- [Problem details]: Output the lines from the top of the entries below to the line with "Target: tower turret", both included, exactly and without pictures.

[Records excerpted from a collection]
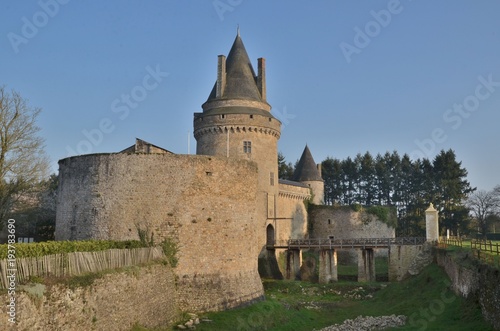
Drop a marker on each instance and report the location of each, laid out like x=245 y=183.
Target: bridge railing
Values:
x=347 y=243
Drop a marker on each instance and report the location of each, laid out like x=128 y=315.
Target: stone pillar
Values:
x=431 y=224
x=328 y=266
x=366 y=265
x=293 y=262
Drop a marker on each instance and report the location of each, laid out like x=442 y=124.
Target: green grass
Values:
x=301 y=306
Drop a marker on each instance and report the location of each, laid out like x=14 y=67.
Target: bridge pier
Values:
x=293 y=262
x=328 y=266
x=366 y=265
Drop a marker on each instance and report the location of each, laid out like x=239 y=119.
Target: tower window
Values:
x=247 y=147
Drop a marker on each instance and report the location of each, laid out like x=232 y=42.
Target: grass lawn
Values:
x=301 y=306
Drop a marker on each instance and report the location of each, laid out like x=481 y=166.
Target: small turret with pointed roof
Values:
x=307 y=172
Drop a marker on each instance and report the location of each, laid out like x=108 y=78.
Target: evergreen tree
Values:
x=452 y=190
x=285 y=170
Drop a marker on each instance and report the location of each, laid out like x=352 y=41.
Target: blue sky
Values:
x=345 y=77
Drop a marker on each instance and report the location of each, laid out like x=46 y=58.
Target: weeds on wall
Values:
x=168 y=245
x=58 y=247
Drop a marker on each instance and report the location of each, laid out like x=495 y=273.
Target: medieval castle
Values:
x=224 y=206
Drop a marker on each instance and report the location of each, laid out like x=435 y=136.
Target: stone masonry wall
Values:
x=477 y=280
x=344 y=223
x=401 y=258
x=205 y=203
x=291 y=213
x=117 y=301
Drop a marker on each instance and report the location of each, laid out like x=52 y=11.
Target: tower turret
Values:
x=236 y=120
x=309 y=173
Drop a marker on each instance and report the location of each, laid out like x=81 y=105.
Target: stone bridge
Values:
x=402 y=252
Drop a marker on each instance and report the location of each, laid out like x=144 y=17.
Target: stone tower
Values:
x=236 y=122
x=309 y=173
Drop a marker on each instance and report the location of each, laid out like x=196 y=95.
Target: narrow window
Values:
x=247 y=147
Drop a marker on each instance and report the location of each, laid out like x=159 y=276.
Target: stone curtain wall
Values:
x=481 y=281
x=291 y=213
x=117 y=301
x=205 y=203
x=346 y=223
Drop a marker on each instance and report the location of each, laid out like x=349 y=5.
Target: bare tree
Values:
x=23 y=163
x=484 y=205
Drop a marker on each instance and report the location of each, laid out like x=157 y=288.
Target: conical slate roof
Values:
x=240 y=76
x=306 y=168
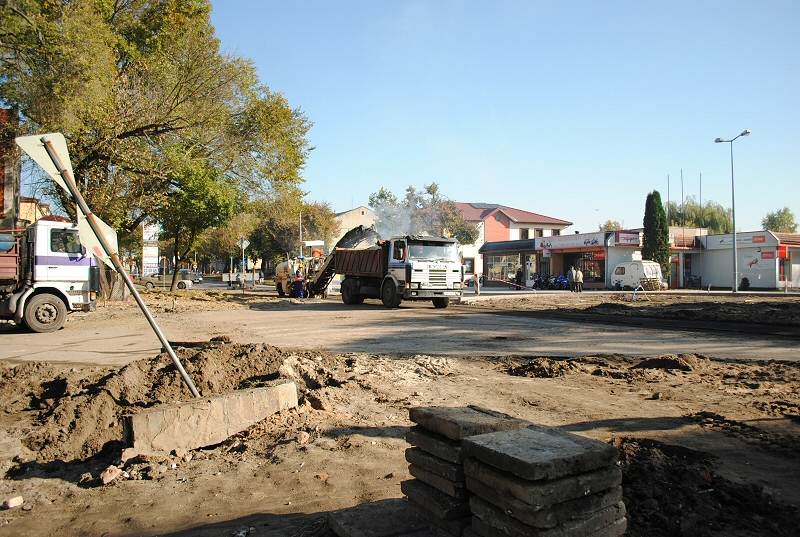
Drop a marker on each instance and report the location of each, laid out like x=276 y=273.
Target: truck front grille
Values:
x=437 y=278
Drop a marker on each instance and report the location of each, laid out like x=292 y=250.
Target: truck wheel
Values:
x=389 y=295
x=440 y=303
x=45 y=313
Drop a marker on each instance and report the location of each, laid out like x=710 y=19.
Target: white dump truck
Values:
x=45 y=273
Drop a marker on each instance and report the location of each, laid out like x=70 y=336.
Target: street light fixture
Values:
x=745 y=132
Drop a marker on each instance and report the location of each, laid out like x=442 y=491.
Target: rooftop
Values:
x=475 y=212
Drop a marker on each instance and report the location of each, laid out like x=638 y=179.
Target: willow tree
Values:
x=125 y=81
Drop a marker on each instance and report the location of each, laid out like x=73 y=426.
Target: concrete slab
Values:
x=448 y=470
x=384 y=518
x=435 y=444
x=457 y=423
x=539 y=494
x=205 y=421
x=550 y=516
x=536 y=452
x=456 y=489
x=433 y=501
x=489 y=516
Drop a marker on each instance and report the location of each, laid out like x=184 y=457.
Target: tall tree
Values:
x=782 y=221
x=711 y=215
x=610 y=225
x=424 y=211
x=127 y=80
x=655 y=244
x=200 y=199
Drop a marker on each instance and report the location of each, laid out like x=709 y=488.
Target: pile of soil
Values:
x=81 y=417
x=672 y=491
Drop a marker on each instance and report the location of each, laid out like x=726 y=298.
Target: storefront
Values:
x=503 y=259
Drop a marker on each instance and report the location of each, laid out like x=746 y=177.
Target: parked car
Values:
x=631 y=274
x=152 y=281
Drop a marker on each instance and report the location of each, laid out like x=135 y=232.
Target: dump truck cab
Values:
x=45 y=273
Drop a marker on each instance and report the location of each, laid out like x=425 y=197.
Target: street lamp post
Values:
x=745 y=132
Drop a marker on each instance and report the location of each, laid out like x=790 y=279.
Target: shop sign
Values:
x=585 y=240
x=626 y=238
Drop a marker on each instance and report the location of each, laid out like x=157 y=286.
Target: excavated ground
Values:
x=708 y=448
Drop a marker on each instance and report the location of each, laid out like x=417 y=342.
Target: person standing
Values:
x=571 y=279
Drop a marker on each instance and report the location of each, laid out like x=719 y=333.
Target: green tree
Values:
x=424 y=211
x=610 y=225
x=782 y=221
x=127 y=80
x=712 y=215
x=201 y=198
x=655 y=244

- [Task answer]:
Drop a marker on each instance and report the location of each, laid out like x=245 y=183.
Target: bridge railing
Values:
x=347 y=243
Drop a marker on each instance and report the location of each, laid out like x=128 y=315.
Target: stone pillar
Values:
x=431 y=224
x=328 y=266
x=366 y=265
x=293 y=262
Drop a marker on each instance and report the location of each, laid out like x=442 y=124.
Target: green grass
Values:
x=301 y=306
Drop a marker on each instance and report the location of each, laid out like x=14 y=67.
Target: bridge pier
Values:
x=293 y=262
x=328 y=266
x=366 y=265
Drop a marker on each instance and report the location of each, laid out like x=239 y=119.
Target: tower window
Values:
x=247 y=147
Drop a marker on each instance and report the location of each, laid out like x=232 y=42.
Target: grass lawn
Values:
x=301 y=306
Drop a marker on each instance and report the location of each, laid out like x=481 y=166.
Target: small turret with pointed roof
Values:
x=307 y=172
Drop a marker on each instance and report the location of each, laid out like x=108 y=78.
Target: evergreen tree
Values:
x=452 y=190
x=285 y=170
Drop a marker on each instance and report the location of each, laid out like x=352 y=41.
Target: blue sky
Values:
x=345 y=77
Drop a marker on each instance and report the location of each, laid out like x=46 y=58.
Target: weeds on wall
Values:
x=168 y=245
x=58 y=247
Drop a marker on each instance and report the location of each, laid out like x=495 y=273.
Target: medieval castle
Values:
x=224 y=206
Drop a marker on each instance and report the location of each, laid out like x=435 y=136.
Target: stone masonry wall
Values:
x=477 y=280
x=344 y=223
x=401 y=258
x=205 y=203
x=291 y=213
x=117 y=301
Drop a marker on each instance and report the location of each, laid out like x=52 y=11.
Target: tower turret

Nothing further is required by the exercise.